++++ Supplied records

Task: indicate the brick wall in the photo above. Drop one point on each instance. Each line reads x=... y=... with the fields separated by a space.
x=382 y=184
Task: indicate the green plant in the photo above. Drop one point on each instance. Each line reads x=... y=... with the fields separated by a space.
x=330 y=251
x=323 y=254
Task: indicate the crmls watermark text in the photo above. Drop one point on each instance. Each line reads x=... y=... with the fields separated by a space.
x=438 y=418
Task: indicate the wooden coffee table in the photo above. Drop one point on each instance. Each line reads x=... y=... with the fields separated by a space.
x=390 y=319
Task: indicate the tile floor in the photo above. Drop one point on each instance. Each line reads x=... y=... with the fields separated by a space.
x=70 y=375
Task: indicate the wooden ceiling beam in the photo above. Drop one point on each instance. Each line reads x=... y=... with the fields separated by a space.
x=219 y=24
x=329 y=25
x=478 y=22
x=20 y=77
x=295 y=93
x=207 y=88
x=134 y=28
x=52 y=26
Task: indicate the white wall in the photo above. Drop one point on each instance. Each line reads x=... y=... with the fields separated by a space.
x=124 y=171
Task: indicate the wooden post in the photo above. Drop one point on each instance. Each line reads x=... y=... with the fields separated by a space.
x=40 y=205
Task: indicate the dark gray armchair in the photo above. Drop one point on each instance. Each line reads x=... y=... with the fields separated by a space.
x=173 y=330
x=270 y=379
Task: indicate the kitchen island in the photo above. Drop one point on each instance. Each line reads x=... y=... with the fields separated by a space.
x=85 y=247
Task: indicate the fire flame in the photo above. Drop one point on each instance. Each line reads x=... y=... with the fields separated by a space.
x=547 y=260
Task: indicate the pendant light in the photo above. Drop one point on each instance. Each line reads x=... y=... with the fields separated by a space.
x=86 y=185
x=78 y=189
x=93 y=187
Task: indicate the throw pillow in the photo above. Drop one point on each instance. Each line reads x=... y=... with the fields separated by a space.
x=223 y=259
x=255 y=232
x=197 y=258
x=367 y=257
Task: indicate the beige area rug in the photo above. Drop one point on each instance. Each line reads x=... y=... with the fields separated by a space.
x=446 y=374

++++++++

■ Work to be completed
Your answer must be every record above, set down exactly as written.

■ Answer box
Task: indicate the brick wall in the photo above. Drop one point on each instance. Each line reads x=... y=... with the fields separated by a space.
x=382 y=184
Task: indicate the green plant in the photo above. Drop one point on each instance. Each line reads x=... y=... with the fields separated by a space.
x=330 y=251
x=323 y=254
Task: indicate the crmls watermark text in the photo above. Drop one point on each instance. Each line reads x=... y=... with the fields separated by a space.
x=438 y=418
Task: indicate the wooden coffee table in the photo above. Drop one point on each instance. Each line reads x=... y=... with the fields separated by a space.
x=390 y=319
Task: indicate the tile floor in the photo above. Drop one point on each instance. Each line reads x=... y=... with the fields separated by a space.
x=70 y=375
Task: indicate the wooden ceiling beam in the photo above. Drop one point on each instance. Each line reads x=... y=... with the fields separated by a space.
x=219 y=24
x=329 y=25
x=478 y=22
x=20 y=77
x=295 y=93
x=207 y=88
x=134 y=28
x=52 y=26
Task: indicate the white wall in the photo above. Drop one point on each instance. Each line reads x=... y=... with the fields separated by a space.
x=124 y=171
Task: indicate the wooden post in the photo above. Drop one point on each instance. Each line reads x=... y=... with the fields separated by a space.
x=40 y=205
Task: indicate the dark gray armchair in the photo above. Drop one point on each instance. Each line reads x=... y=... with the fields separated by a space.
x=173 y=330
x=270 y=379
Task: indicate the kitchen island in the photo above. Drop one point on each instance. Each line reads x=... y=... with the fields separated by a space.
x=85 y=247
Task: indicate the fire flame in the photo above. Drop one point on each instance. Each line reads x=... y=... with the fields separated by a space.
x=547 y=260
Task: indicate the pendant light in the photo above. Drop one point on each instance. Each line reads x=... y=... with the fields separated by a space.
x=86 y=185
x=78 y=189
x=93 y=187
Task: indicate the throw pillow in the photo above. Drop one point on each instance. Each line reads x=... y=... with the fields separated by a space.
x=223 y=259
x=255 y=232
x=197 y=258
x=367 y=257
Task: indicate the beige area rug in the photo above. Drop one point on each instance. Each line reads x=... y=... with the fields separated by a space.
x=446 y=374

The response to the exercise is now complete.